Welche Datenquellen sind laut dem nachfolgenden Text über IT-Sicherheit auf relevante Security-Vorfälle hin zu untersuchen? Nenne alle, die er aufzählt.

▸ **Zitierter Text**:

====================

Die Flut von unstrukturierten Daten wird zu einer immer größeren Herausforderung für die IT-Sicherheit. Auf relevante Security-Vorfälle hin zu untersuchen sind hier eine Vielzahl an IoT-Geräten, Web-Services, Mobilgeräte-Apps, Logs, Videos, Fotos, Chats etc. Die IT-Sicherheitsbranche setzt zu diesem Zweck zunehmend auf ML-Algorithmen (Machine Learning).
Bislang war es üblich, die Daten durch zentrale Security-Proxies, Scanner oder SIEM-Tools (Security-Information- und Event-Management) zu prüfen. Allerdings können Scanner und SIEM-Werkzeuge Signaturen bereits bei kleinen Modifikationen der Datenmuster nicht mehr wiedererkennen. Außerdem speichern viele Unternehmen nur die Logs. Dadurch können konventionelle Security-Lösungen die dahinter liegenden Datenstrukturen nicht exakt interpretieren - die relevanten Zusammenhänge bleiben im Dunklen.
Auch die Zugriffsmuster via API sind ein kritischer Punkt. In diesem Bereich stellt sich die Frage, wie man auf die Daten zugreifen kann und was die einzelnen HTTP- oder API-Parameter - etwa Request-Body-Anfragen und URLs - in einem Log konkret bedeuten. Eine solch einfache und typische Frage bei einem IT-Sicherheitsaudit können Entwickler häufig nicht vollständig beantworten.
Die Nutzung von Serialisierungs-Frameworks impliziert, dass der Entwickler die Kodierung der übermittelten Werte nicht genau kennt. Soll beispielsweise der Name Max Mustermann technisch übermittelt und gespeichert werden, ist es notwendig, dass die Parameter und die zugrunde liegenden Kodierungsverfahren exakt bekannt sind. Ein nicht exakt definiertes Interface zu schützen ist für klassische Systeme sehr schwierig, da sie eine exakte Spezifizierung erfordern.

====================

▸ **Datenzeilen**:
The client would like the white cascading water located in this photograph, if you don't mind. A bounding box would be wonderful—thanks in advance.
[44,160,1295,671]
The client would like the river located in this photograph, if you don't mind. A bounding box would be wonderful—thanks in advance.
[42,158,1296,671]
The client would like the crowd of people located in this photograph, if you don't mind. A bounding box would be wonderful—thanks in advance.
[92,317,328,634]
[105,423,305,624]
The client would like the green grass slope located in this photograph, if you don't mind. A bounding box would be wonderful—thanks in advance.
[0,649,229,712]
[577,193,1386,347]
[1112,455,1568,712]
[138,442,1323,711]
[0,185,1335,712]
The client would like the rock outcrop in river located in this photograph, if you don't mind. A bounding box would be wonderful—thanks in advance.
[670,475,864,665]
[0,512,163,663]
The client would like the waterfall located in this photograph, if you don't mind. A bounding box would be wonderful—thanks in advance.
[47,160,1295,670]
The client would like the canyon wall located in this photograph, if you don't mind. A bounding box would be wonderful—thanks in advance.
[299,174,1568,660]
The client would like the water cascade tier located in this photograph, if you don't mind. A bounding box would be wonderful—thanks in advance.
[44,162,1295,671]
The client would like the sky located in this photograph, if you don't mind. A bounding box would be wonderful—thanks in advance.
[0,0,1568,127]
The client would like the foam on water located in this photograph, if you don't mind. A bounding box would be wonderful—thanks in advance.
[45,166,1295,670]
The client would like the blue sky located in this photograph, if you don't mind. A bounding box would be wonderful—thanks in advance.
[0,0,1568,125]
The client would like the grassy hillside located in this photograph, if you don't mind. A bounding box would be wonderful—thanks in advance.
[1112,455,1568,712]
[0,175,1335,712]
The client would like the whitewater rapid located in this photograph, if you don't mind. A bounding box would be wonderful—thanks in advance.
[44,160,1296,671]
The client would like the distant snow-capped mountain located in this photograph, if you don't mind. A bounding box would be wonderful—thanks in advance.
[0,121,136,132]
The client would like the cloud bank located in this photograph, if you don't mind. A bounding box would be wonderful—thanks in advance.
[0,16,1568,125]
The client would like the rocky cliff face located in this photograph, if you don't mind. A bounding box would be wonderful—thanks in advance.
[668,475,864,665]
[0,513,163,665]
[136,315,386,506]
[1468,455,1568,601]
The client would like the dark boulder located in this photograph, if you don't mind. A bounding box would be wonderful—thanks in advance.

====================

▸ **Vollständige Antwort**:
IoT-Geräte, Web-Services, Mobilgeräte-Apps, Logs, Videos, Fotos, Chats